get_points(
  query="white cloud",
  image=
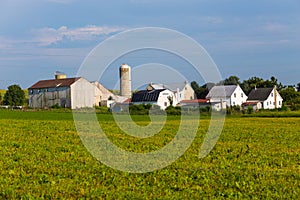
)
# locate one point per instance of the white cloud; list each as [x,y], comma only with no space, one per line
[48,36]
[61,1]
[275,27]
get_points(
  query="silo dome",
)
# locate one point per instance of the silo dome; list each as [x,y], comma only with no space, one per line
[124,66]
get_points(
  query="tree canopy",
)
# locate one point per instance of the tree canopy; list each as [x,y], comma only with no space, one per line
[14,96]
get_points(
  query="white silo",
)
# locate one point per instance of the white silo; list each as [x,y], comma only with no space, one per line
[125,80]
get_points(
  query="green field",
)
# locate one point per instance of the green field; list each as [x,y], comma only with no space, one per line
[43,157]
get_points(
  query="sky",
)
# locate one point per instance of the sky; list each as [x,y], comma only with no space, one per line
[244,38]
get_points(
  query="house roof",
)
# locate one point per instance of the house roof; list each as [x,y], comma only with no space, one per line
[250,103]
[146,95]
[171,86]
[195,101]
[67,82]
[260,94]
[221,91]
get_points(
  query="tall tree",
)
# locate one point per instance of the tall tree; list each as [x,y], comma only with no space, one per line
[14,96]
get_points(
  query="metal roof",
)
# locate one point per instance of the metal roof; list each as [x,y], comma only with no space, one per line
[221,91]
[172,86]
[67,82]
[259,94]
[146,95]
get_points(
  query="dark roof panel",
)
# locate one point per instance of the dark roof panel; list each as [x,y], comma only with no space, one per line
[67,82]
[260,94]
[221,91]
[146,95]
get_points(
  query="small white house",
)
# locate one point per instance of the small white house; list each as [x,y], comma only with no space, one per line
[268,97]
[161,97]
[232,95]
[182,90]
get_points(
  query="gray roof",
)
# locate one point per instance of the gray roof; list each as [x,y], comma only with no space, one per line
[221,91]
[146,95]
[172,86]
[259,94]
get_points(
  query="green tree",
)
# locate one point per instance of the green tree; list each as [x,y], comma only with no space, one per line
[14,96]
[200,92]
[290,96]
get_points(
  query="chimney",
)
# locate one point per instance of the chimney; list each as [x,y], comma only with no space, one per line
[60,75]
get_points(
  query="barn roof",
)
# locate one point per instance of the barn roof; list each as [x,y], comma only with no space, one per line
[172,86]
[195,101]
[67,82]
[221,91]
[259,94]
[146,95]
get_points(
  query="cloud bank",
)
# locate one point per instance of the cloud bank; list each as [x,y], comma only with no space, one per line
[48,36]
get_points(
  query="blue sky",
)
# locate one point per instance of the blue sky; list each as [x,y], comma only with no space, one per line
[244,38]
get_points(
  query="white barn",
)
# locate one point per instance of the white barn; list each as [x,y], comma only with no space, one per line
[232,95]
[182,91]
[67,92]
[161,97]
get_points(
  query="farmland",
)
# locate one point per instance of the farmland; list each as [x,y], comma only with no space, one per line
[42,156]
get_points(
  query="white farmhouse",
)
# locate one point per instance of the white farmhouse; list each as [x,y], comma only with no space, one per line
[161,97]
[232,95]
[67,92]
[182,91]
[269,98]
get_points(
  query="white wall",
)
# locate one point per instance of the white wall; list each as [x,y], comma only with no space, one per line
[47,97]
[163,100]
[82,94]
[270,102]
[238,97]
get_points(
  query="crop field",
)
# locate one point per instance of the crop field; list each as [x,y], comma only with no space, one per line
[42,156]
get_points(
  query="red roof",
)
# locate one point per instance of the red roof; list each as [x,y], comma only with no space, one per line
[67,82]
[249,103]
[195,101]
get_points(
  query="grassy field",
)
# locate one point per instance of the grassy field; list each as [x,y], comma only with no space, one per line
[43,157]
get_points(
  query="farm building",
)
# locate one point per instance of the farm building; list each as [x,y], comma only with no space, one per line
[161,97]
[195,103]
[182,91]
[232,95]
[269,98]
[255,105]
[67,92]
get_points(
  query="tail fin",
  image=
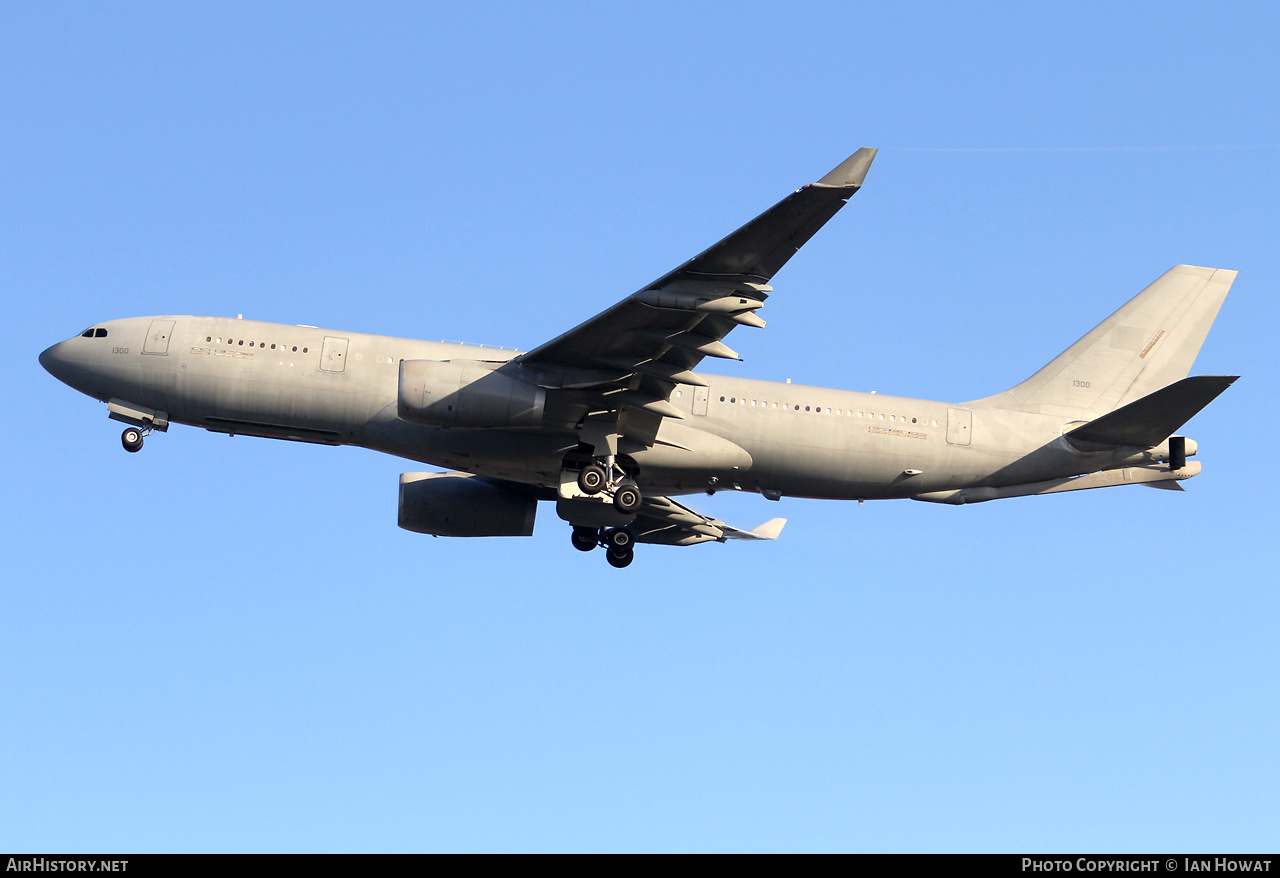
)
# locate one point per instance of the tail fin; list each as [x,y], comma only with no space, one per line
[1148,343]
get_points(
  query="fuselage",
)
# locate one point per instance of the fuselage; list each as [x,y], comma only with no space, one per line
[310,384]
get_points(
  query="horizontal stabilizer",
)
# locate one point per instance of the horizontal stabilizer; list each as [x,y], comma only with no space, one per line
[1155,417]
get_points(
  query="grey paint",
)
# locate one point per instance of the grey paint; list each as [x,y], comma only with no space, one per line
[629,375]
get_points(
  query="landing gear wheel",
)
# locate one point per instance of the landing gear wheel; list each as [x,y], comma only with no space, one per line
[585,539]
[618,538]
[627,498]
[592,479]
[132,439]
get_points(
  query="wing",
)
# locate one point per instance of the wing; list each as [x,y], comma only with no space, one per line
[662,520]
[630,357]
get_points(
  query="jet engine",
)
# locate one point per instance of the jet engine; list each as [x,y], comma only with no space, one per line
[466,393]
[461,504]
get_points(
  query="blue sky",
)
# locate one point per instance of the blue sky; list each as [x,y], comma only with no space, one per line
[228,645]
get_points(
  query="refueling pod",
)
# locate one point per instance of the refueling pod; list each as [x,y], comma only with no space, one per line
[462,504]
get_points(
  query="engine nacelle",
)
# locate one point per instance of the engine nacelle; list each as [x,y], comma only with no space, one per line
[461,504]
[466,393]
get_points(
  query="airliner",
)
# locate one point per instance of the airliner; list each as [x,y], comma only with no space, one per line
[611,421]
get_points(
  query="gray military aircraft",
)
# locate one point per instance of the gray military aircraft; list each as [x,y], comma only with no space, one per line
[609,420]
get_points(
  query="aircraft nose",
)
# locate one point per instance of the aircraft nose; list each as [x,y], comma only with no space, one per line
[55,362]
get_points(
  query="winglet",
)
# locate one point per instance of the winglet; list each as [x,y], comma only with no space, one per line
[851,172]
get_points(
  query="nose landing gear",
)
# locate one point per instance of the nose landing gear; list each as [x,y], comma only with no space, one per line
[132,439]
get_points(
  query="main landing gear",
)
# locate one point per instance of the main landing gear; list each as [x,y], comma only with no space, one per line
[617,542]
[595,478]
[132,439]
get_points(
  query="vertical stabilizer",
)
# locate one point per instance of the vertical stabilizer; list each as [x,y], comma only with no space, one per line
[1148,343]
□ □ □ □ □
Set problem:
Please write out all the data again word for word, but not the pictures.

Result for this exercise:
get_points(
  query="white cloud",
  image=
)
# locate one point per instance of the white cloud; list each as [x,y], comma only with no space, one per line
[48,36]
[61,1]
[275,27]
get_points(
  query="silo dome",
)
# locate one point per instance of the silo dome; list each as [x,y], comma only with no space, one per line
[124,66]
get_points(
  query="tree canopy",
)
# locate one point per instance of the tree canopy; list each as [x,y], comma only with no space, one per line
[14,96]
get_points(
  query="white silo",
)
# locate one point per instance of the white silo; list each as [x,y], comma only with no space, one per line
[125,80]
get_points(
  query="green field",
)
# locate one point per instance of the green field; list each as [x,y], comma only with no space, one per line
[43,157]
get_points(
  query="sky",
)
# locate one point per instance of the sky; list each as [x,y], comma only with no space, one per line
[244,38]
get_points(
  query="house roof",
)
# locate one point per instance of the house roof; list each as [x,y], comma only with no space, one per line
[250,103]
[146,95]
[171,86]
[195,101]
[67,82]
[260,94]
[221,91]
get_points(
  query="tall tree",
)
# locate one point per instance of the tall tree; list each as [x,y], comma only with no space, one per line
[14,96]
get_points(
  query="metal roof",
)
# locate one point per instance of the metal roof; list each as [x,y], comma only with no space, one per line
[221,91]
[172,86]
[67,82]
[259,94]
[146,95]
get_points(
  query="dark roof panel",
)
# locate one point per instance of the dark roof panel; list each as [x,y], comma only with no space, one per line
[67,82]
[260,94]
[221,91]
[146,95]
get_points(
  query="small white house",
)
# locate one point per instance of the small white house; list each as [x,y], comma only with no space, one per line
[268,97]
[161,97]
[232,95]
[182,90]
get_points(
  query="gray roof",
)
# locate one point per instance of the gray roof; list each as [x,y], comma only with no space, one per line
[221,91]
[146,95]
[172,86]
[259,94]
get_points(
  query="green tree",
)
# locate one point per instance of the green tree; list each as [x,y], comma only with no space, one per line
[14,96]
[200,92]
[290,96]
get_points(
  query="chimney",
)
# locate one point per instance of the chimney; list each as [x,y], comma only with no space, one per line
[60,75]
get_points(
  query="barn roof",
)
# locate one point per instance of the barn roof; list each as [x,y], comma only with no space, one per line
[172,86]
[195,101]
[67,82]
[221,91]
[259,94]
[146,95]
get_points(
  query="cloud bank",
)
# locate one point per instance of the cloud bank; list each as [x,y], comma only with no space, one per line
[48,36]
get_points(
  query="blue sky",
)
# locate one point per instance of the blue sky; list each as [x,y], comma only with no space, one per line
[244,38]
get_points(
  query="white barn",
)
# locate one point per instance of the white barn; list each as [x,y], comma only with no space, one per line
[232,95]
[182,91]
[67,92]
[161,97]
get_points(
  query="farmland",
)
# locate one point per instance of the farmland; list each as [x,y], comma only with no space, one per line
[42,156]
get_points(
  query="white farmhouse",
)
# locate one point per instance of the white farmhouse; list each as [x,y], comma only with no space, one per line
[161,97]
[232,95]
[67,92]
[182,91]
[269,98]
get_points(
  query="white wall",
)
# locate one point per instance of the white wall; list each as [x,y], comma only with no space, one per line
[47,97]
[163,100]
[82,94]
[270,102]
[238,97]
get_points(
  query="crop field",
)
# locate one point per instance of the crop field; list each as [x,y], comma only with no space, one per line
[42,156]
get_points(
  query="red roof",
)
# locate one point per instance of the red roof; list each as [x,y], comma only with no space, one per line
[67,82]
[249,103]
[195,101]
get_points(
  query="grassy field",
)
# locate one point per instance of the grassy field; list each as [x,y], comma only with no space, one per line
[43,157]
get_points(
  query="farm building",
)
# locate one point per instance of the farm building; list each as [x,y], comma only with no space, one per line
[161,97]
[195,103]
[182,91]
[232,95]
[269,98]
[255,105]
[67,92]
get_points(
  query="tail fin",
  image=
)
# locate one point per instance of the tail fin; list each as [x,y], comma only with no space, one per line
[1148,343]
get_points(
  query="fuselage",
)
# locate one point per instance of the fuselage; list each as [x,y], comma only with no space, one per line
[310,384]
get_points(
  query="horizontal stabilizer",
)
# locate one point per instance of the horizontal stabilizer; list each as [x,y], comma only with no space, one per line
[1155,417]
get_points(
  query="grey paint",
)
# locate one point per instance of the grey paint; list each as [x,y], comma only with no space, one per line
[629,375]
get_points(
  query="landing gear wheel",
)
# locate one point per instance of the landing gear wheel; list each as [x,y], comma only with no space, one per line
[585,539]
[618,538]
[627,498]
[592,479]
[132,439]
get_points(
  query="wing",
)
# locate one point per instance of the wing; list each as [x,y], comma only with no space, one per line
[662,520]
[630,357]
get_points(
  query="jet engine",
)
# locate one point per instance of the jet engine; list each as [x,y], comma only with no space, one per line
[466,393]
[461,504]
get_points(
  query="blue sky",
)
# locate one point per instance of the blue sky; list each as [x,y], comma only with no space, one per line
[228,645]
get_points(
  query="refueling pod",
)
# locate one point per instance of the refueling pod; list each as [x,y], comma only with no space, one per line
[462,504]
get_points(
  query="engine nacelle",
)
# locate one point per instance of the engine nacelle; list each as [x,y], comma only with no space, one per line
[461,504]
[466,393]
get_points(
  query="airliner",
)
# locate one point per instance of the airliner; list each as [x,y], comma only with no space, one per line
[611,421]
get_points(
  query="gray military aircraft",
)
# locate one point per instance of the gray military aircraft; list each as [x,y], comma only with no space, one per line
[609,420]
get_points(
  query="aircraft nose",
)
# locate one point per instance of the aircraft nose; list each as [x,y], comma only with no space, one per line
[55,362]
get_points(
  query="winglet",
)
# locate one point per instance of the winglet; list each as [x,y], comma only with no space, one per line
[851,172]
get_points(
  query="nose landing gear",
)
# locate one point per instance of the nose landing gear; list each as [x,y], comma only with no space, one per line
[132,439]
get_points(
  query="main landing gear",
)
# locate one point per instance of the main landing gear; list each as [x,y], comma only with no space, one per line
[617,542]
[595,478]
[132,439]
get_points(
  query="vertical stabilizer",
)
# locate one point per instance of the vertical stabilizer; list each as [x,y], comma only with no space, one per line
[1148,343]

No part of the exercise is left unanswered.